* Begin Task material *
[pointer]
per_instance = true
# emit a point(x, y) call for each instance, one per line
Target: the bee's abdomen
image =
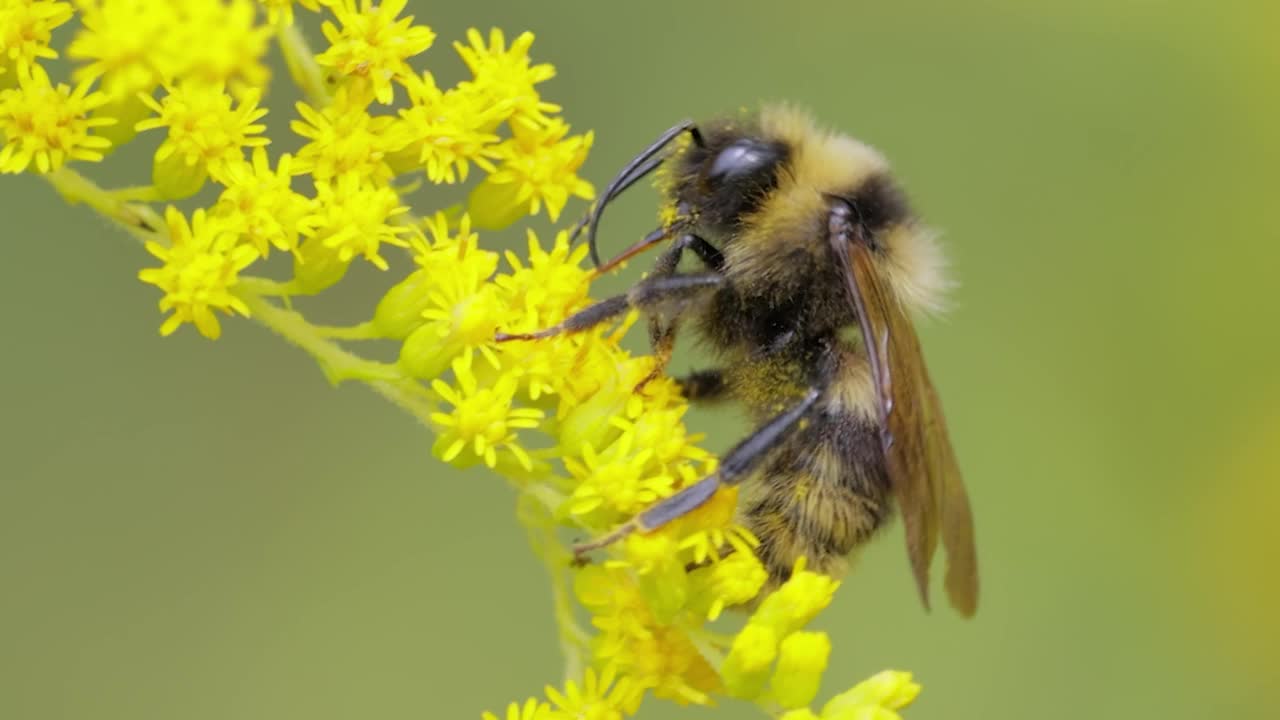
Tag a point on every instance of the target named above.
point(821, 496)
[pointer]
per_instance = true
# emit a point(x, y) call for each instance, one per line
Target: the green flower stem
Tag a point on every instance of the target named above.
point(140, 220)
point(337, 363)
point(302, 65)
point(362, 331)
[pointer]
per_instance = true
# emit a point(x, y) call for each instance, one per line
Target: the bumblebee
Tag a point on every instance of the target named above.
point(809, 267)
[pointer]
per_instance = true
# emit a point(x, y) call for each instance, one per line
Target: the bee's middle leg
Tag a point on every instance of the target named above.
point(734, 468)
point(652, 295)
* End Task material *
Instructions for the task: Convert the full listing above into a two-column CSV with the headers "request" and "answer", one row per request. Put each request's text and its answer in their own quoted field, replace line breaks with spaces, and omit the pictures.

Answer below:
request,answer
"[pointer] per_instance = true # emit a point(x, y) call for each instance, one per line Target: the bee's abdomen image = Tag a point on every instance of the target named above.","point(821, 496)"
"[pointer] per_instance = true # emit a point(x, y) call for each instance, one per line Target: the green flower stem Tag a point on every instance of the target named above.","point(140, 220) point(337, 363) point(302, 65) point(362, 331)"
"[pointer] per_instance = true # emit a point(x, y) call for each instance, one per line Target: the bumblebee Tag a point on every instance of the target named above.","point(809, 267)"
"[pointer] per_instance = true # emit a point(x, y) call for each instance, one per line Target: the bee's middle leg Tag a point on every instance of the target named above.","point(734, 468) point(652, 295)"